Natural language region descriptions

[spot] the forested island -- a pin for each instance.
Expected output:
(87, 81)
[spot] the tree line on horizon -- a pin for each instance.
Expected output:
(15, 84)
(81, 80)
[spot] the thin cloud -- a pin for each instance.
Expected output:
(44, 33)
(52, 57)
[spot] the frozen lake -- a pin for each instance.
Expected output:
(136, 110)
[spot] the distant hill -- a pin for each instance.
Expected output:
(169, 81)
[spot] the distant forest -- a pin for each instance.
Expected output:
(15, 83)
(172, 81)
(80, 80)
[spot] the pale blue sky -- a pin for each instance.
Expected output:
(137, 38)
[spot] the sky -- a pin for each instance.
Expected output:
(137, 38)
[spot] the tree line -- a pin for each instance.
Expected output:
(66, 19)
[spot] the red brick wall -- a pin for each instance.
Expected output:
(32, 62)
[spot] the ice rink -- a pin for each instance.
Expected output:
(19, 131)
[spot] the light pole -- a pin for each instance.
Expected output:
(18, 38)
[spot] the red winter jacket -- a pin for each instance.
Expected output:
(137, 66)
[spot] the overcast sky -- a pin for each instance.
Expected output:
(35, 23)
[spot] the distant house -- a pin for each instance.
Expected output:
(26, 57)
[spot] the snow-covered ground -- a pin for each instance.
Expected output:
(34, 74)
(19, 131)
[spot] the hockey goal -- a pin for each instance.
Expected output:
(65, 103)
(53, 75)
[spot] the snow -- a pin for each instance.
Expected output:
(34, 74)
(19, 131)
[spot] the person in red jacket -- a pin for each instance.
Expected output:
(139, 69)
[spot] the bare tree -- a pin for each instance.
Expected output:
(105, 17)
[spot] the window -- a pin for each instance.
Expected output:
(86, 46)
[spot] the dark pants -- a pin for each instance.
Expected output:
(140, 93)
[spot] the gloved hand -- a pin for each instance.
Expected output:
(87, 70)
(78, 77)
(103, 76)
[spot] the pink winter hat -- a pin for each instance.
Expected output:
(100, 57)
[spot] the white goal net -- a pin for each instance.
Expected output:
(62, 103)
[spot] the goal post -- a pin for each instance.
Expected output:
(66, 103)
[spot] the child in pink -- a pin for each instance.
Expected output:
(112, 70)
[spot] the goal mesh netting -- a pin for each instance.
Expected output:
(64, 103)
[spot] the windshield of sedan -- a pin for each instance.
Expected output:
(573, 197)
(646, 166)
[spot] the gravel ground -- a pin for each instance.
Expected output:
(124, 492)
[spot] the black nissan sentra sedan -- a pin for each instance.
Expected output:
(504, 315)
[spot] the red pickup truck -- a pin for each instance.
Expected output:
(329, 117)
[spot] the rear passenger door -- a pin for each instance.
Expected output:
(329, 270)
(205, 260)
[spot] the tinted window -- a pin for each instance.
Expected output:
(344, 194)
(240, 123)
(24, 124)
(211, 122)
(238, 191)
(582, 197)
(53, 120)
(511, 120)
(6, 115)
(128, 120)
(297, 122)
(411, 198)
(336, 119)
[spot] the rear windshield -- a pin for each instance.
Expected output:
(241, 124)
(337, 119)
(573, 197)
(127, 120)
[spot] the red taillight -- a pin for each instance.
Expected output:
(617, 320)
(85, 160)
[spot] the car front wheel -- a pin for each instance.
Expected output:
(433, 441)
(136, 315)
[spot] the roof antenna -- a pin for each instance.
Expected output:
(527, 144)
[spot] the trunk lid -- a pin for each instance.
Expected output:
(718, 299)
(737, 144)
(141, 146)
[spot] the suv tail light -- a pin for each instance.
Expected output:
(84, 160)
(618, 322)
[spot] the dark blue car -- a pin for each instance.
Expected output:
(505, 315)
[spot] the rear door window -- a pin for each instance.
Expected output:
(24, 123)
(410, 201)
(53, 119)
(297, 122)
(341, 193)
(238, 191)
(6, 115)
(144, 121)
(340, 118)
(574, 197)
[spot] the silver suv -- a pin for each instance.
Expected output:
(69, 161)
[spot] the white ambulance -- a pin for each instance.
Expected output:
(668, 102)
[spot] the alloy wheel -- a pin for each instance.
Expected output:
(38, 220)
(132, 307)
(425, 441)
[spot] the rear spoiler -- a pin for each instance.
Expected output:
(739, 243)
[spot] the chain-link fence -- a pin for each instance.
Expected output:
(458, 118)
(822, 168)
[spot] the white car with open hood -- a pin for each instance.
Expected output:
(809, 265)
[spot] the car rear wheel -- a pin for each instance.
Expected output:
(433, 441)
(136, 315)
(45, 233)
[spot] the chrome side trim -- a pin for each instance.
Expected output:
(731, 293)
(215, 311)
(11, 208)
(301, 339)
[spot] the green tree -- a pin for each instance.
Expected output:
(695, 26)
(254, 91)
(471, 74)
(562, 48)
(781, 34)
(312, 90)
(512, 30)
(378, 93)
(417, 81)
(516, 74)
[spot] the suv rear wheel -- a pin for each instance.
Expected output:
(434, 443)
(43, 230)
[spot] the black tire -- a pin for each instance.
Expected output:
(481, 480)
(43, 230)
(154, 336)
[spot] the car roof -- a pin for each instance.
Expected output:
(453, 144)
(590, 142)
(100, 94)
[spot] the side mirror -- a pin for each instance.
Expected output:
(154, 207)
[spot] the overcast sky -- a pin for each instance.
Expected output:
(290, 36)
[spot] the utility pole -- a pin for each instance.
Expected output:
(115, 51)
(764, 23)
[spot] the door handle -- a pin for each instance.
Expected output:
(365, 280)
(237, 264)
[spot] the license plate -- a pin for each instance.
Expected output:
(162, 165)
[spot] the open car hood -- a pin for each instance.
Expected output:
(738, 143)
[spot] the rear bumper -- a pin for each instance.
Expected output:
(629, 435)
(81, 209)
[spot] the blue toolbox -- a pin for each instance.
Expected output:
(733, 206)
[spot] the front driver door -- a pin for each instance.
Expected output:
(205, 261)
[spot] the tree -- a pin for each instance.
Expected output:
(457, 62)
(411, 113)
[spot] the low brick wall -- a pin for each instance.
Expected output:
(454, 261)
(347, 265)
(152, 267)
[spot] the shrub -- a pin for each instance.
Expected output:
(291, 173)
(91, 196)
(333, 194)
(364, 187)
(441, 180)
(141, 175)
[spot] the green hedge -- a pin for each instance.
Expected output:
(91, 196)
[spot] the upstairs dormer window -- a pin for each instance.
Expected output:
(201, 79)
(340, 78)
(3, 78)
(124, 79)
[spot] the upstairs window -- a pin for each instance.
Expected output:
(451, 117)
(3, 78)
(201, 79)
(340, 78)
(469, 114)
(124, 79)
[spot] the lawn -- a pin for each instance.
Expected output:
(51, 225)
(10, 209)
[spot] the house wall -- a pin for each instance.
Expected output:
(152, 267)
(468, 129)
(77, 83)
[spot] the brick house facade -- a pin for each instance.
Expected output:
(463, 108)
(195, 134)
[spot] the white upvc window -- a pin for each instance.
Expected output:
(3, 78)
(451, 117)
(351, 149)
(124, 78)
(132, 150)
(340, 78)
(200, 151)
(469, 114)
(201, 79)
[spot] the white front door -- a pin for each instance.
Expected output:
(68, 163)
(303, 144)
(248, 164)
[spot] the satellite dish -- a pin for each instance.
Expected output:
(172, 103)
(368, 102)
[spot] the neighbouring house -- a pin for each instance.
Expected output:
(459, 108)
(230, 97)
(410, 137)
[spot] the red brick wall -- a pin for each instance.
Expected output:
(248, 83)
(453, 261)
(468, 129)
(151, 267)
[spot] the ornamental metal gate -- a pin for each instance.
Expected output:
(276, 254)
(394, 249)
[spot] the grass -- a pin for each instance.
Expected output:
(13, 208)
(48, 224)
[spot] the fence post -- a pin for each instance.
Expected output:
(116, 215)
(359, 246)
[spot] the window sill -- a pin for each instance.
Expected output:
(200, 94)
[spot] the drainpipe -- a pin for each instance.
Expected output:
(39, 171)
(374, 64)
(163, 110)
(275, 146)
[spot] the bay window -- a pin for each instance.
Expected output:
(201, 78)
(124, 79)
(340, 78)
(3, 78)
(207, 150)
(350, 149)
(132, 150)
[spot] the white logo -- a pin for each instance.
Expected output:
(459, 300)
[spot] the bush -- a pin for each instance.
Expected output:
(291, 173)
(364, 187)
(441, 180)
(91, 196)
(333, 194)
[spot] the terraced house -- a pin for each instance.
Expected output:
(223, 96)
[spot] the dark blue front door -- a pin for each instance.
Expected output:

_Requirement_.
Select every line in the records above that contains the word "fence".

_Exercise answer_.
[spot] the chain-link fence -- a pin for each instance.
[spot] the fence post -- a pin for each instance.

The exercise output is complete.